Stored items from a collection
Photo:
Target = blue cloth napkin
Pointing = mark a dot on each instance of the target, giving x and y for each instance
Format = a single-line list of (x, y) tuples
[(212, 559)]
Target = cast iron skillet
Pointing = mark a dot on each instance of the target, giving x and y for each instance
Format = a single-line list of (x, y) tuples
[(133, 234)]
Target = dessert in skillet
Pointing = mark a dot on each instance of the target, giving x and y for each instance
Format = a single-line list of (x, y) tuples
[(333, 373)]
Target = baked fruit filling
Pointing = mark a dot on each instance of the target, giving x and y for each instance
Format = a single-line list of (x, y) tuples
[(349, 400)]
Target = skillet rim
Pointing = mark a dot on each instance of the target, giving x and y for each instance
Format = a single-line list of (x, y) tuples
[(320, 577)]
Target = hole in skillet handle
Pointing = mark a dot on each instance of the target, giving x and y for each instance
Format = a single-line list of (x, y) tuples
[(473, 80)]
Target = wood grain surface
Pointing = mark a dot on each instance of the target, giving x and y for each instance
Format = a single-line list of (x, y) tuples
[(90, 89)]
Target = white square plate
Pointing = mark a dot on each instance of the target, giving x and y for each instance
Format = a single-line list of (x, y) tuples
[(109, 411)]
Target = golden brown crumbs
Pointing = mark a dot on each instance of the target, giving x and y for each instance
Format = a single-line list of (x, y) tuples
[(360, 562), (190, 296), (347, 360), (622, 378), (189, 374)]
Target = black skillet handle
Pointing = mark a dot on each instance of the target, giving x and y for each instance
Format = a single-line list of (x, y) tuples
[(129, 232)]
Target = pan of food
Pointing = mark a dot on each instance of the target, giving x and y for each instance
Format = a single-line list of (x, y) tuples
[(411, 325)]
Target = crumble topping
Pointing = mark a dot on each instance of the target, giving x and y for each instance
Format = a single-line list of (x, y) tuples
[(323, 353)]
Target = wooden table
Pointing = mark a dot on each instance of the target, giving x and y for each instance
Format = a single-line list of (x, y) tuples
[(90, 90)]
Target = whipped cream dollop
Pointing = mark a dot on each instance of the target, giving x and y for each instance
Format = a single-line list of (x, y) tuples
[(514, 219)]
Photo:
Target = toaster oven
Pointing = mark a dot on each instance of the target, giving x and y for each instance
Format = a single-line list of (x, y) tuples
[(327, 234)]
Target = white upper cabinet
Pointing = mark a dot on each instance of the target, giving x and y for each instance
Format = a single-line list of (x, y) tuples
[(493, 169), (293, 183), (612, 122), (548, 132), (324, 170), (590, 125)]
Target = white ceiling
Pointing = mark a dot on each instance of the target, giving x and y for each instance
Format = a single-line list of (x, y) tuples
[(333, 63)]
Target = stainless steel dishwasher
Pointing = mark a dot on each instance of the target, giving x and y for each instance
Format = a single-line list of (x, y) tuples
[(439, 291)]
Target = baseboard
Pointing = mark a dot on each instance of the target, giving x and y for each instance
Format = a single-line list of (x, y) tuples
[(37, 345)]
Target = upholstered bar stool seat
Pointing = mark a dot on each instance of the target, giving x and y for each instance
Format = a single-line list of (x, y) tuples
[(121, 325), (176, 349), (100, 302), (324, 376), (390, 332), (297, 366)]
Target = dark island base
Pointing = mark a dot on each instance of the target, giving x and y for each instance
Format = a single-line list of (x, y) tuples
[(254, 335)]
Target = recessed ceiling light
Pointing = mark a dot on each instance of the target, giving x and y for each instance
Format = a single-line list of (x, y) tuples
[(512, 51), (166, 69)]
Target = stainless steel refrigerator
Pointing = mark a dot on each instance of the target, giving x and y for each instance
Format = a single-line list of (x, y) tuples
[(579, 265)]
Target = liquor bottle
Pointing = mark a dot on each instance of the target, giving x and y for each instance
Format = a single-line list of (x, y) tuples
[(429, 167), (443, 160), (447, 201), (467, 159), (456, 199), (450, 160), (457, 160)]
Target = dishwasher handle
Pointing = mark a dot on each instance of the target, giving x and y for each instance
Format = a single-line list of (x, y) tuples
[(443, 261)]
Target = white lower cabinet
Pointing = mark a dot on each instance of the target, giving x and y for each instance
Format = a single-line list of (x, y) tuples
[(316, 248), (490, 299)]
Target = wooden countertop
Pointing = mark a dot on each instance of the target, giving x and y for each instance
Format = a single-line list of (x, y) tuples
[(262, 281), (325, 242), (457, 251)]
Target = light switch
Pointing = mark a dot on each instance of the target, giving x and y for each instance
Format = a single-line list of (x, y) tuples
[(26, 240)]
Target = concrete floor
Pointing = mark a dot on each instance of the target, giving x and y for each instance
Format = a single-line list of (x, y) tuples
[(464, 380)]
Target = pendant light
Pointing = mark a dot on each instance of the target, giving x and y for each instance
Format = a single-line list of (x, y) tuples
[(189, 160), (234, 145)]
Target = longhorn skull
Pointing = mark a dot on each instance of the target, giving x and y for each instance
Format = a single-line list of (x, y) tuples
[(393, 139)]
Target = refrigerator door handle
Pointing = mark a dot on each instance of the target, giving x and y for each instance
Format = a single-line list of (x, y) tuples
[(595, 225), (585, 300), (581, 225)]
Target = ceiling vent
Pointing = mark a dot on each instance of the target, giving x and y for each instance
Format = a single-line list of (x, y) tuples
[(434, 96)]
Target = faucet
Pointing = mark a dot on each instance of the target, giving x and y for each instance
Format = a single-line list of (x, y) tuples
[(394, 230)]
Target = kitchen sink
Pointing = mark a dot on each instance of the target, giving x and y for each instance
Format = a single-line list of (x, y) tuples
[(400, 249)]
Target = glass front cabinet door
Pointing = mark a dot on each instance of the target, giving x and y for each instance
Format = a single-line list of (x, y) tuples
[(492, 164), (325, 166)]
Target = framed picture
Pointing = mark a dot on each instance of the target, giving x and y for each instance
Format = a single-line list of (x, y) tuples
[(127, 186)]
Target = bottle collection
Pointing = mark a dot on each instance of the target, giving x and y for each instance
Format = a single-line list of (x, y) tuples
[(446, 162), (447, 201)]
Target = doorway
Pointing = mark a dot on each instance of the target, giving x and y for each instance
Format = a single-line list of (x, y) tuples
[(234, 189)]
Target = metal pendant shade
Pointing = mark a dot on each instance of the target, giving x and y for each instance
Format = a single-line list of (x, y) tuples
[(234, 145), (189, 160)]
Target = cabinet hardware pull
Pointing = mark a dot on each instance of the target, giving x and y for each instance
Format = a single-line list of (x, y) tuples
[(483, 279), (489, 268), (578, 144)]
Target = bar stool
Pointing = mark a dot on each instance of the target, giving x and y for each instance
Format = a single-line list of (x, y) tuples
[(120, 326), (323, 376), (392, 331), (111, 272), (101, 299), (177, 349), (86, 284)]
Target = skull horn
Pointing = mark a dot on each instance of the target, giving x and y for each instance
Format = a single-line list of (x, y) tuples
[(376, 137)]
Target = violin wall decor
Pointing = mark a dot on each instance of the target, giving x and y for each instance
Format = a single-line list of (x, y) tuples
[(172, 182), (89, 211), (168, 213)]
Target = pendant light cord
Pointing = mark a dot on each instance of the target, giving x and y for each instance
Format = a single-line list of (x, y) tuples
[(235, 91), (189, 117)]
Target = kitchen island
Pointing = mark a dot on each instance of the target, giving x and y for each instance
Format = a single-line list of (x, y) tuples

Problem details: All entries above need to be copied verbatim.

Task output:
Photo:
Target = blue cloth napkin
Pointing = mark a dot on each instance of the target, giving x and y for each instance
Format = a single-line list of (x, y) tuples
[(212, 559)]
Target = cast iron skillet
Pointing = mark a dot on each instance of the target, giving x and y for each instance
Format = a single-line list of (x, y) tuples
[(133, 234)]
Target = dessert in skillet
Pointing = mark a dot on each instance of the target, giving x and y for each instance
Format = a single-line list of (x, y) tuples
[(333, 373)]
Target = baked fruit filling
Pointing = mark a dot on each instance of the target, giving x and y for each instance
Format = a single-line list of (x, y) tuples
[(349, 400)]
Target = skillet rim
Pointing = mark a dot on each instance of the target, giving x and y for each instance
Format = a single-line list of (x, y) tuples
[(320, 577)]
Target = hole in skillet handle
Pointing = mark a dot on each instance of the target, giving x and y for each instance
Format = a single-line list of (x, y) tuples
[(473, 80)]
Target = wood grain surface
Pointing = mark a dot on each instance of the target, giving x and y for each instance
Format = a single-line list of (x, y) tuples
[(90, 89)]
Target = white square plate
Pointing = mark a dot on each instance of the target, giving x and y for each instance
Format = a single-line list of (x, y) tuples
[(109, 411)]
Target = golden brown crumbs
Pointing = mark a dot on each instance of the target, giving x and y for each instance
Format = a single-line list of (x, y) tuples
[(360, 562), (190, 296), (347, 360), (622, 378), (189, 374)]
Target = black skillet handle
Pointing = mark a dot on each instance of the target, giving x and y for each instance
Format = a single-line list of (x, y) tuples
[(129, 232)]
Target = pan of food
Pointing = mark a dot on each instance of the target, giving x and y for each instance
Format = a single-line list of (x, y) tuples
[(411, 325)]
Target = crumble topping
Pointing = mark a dot on each instance of the target, giving x and y for each instance
Format = a single-line list of (x, y) tuples
[(323, 353)]
Target = wooden table
Pointing = mark a dot on each instance of the target, giving x and y for each instance
Format = a single-line list of (x, y) tuples
[(90, 90)]
Target = whipped cream dollop
Pointing = mark a dot on each instance of the target, giving x and y for each instance
Format = a single-line list of (x, y) tuples
[(514, 219)]
Photo:
Target = toaster oven
Pointing = mark a dot on each instance of the target, giving x and y for each instance
Format = a single-line list of (x, y) tuples
[(327, 234)]
Target = white upper cabinet
Pointing = mark a dot on each instance of the target, giving x and y for each instance
Format = a single-line list of (x, y) tuples
[(493, 169), (293, 183), (612, 122), (548, 132), (324, 170), (590, 125)]
Target = white ceiling
Pointing = mark a dot on each instance of the target, giving x and y for each instance
Format = a single-line list of (x, y) tuples
[(333, 63)]
Target = stainless steel dishwasher
Pointing = mark a dot on each instance of the target, giving x and y for each instance
Format = a single-line list of (x, y) tuples
[(439, 291)]
Target = baseboard
Pointing = mark a dot on each instance of the target, giving x and y for each instance
Format = a single-line list of (x, y) tuples
[(37, 345)]
Target = upholstered bar stool seat
Pointing = mark a dot on each instance of the target, giving x and y for each instance
Format = a single-line list of (x, y) tuples
[(121, 325), (176, 349), (100, 302), (324, 376), (390, 332), (297, 366)]
Target = dark island base
Pointing = mark a dot on each instance of the target, giving x and y for each instance
Format = a single-line list of (x, y) tuples
[(254, 335)]
Target = recessed ceiling light
Pointing = mark a dot on each instance of the target, giving x and y for each instance
Format = a single-line list of (x, y) tuples
[(512, 51), (166, 69)]
Target = stainless steel refrigerator
Pointing = mark a dot on each instance of the target, giving x and y for each instance
Format = a single-line list of (x, y) tuples
[(579, 265)]
Target = liquor bottle
Pointing = mark a dot on each instance of the target, giving x and y for each instance
Format = a single-line list of (x, y) tuples
[(429, 167), (443, 160), (447, 201), (467, 159), (456, 199), (450, 160), (457, 160)]
Target = dishwasher handle
Pointing = mark a dot on each instance of the target, giving x and y for each instance
Format = a single-line list of (x, y) tuples
[(443, 261)]
Target = white lower cabinet
Pointing = mark a dot on each instance of the target, giving x and y for each instance
Format = a single-line list of (x, y) tuples
[(316, 248), (490, 299)]
Target = wooden countertop
Pointing = mark a dot on each instance of the target, giving x and y for each instance
Format = a single-line list of (x, y) tuples
[(262, 281), (325, 242), (457, 251)]
Target = light switch
Pointing = mark a dot on each instance of the target, giving x and y for each instance
Format = a single-line list of (x, y) tuples
[(26, 240)]
Target = concrete floor
Pointing = mark a dot on each instance of the target, giving x and y for each instance
Format = a single-line list of (x, y) tuples
[(464, 380)]
Target = pendant light
Pointing = mark a dot on each instance of the target, giving x and y for each instance
Format = a single-line list of (x, y) tuples
[(189, 160), (234, 145)]
Target = longhorn skull
Pointing = mark a dot on each instance of the target, giving x and y for each instance
Format = a single-line list of (x, y) tuples
[(393, 139)]
Target = refrigerator door handle
Pointing = mark a dot on each instance of the target, giving x and y for each instance
Format = a single-line list of (x, y) tuples
[(595, 225), (585, 300), (581, 225)]
Target = ceiling vent
Pointing = mark a dot on each instance of the target, giving x and y for each instance
Format = a single-line list of (x, y) tuples
[(434, 96)]
Target = faucet
Pointing = mark a dot on each instance of the target, giving x and y for each instance
Format = a single-line list of (x, y) tuples
[(394, 230)]
Target = kitchen sink
Pointing = mark a dot on each instance of the target, giving x and y for each instance
Format = a single-line list of (x, y) tuples
[(400, 249)]
Target = glass front cabinet door
Pointing = mark a dot on each instance of the target, giving x and y for each instance
Format = a single-line list of (x, y) tuples
[(492, 164), (325, 166)]
Target = framed picture
Pointing = mark a dot on each instance of the target, giving x and y for each instance
Format = a single-line list of (x, y) tuples
[(127, 186)]
Target = bottle collection
Pointing = mark a dot on each instance of the target, giving x and y for each instance
Format = a single-line list of (x, y) tuples
[(446, 162), (447, 201)]
Target = doorway
Pointing = mark a dot on each instance of the target, giving x and y for each instance
Format = a single-line list of (x, y) tuples
[(234, 189)]
Target = metal pendant shade
Pointing = mark a dot on each instance of the target, giving x and y for each instance
Format = a single-line list of (x, y) tuples
[(234, 145), (189, 160)]
Target = cabinet hardware pull
Pointing = mark a dot on each instance of the target, giving x and y for each instance
Format = a single-line list of (x, y) tuples
[(483, 279), (489, 268), (578, 144)]
Target = bar stool
Pointing = mark a dot on each instance of the target, giving x and y for each instance
Format = a single-line list of (x, y) tuples
[(120, 326), (323, 376), (392, 331), (111, 272), (101, 299), (177, 349), (86, 284)]
Target = skull horn
Pointing = mark a dot on each instance of the target, giving x and y for each instance
Format = a single-line list of (x, y) tuples
[(376, 137)]
Target = violin wall decor
Pointing = mark a dot on each instance of the target, giving x and y for each instance
Format = a single-line list of (x, y) tuples
[(172, 182), (89, 211), (168, 213)]
Target = pendant light cord
Pointing = mark a dot on each instance of the target, giving x and y for each instance
Format = a single-line list of (x, y) tuples
[(235, 91), (189, 117)]
Target = kitchen island
Pointing = mark a dot on each instance of the target, giving x and y for each instance
Format = a single-line list of (x, y) tuples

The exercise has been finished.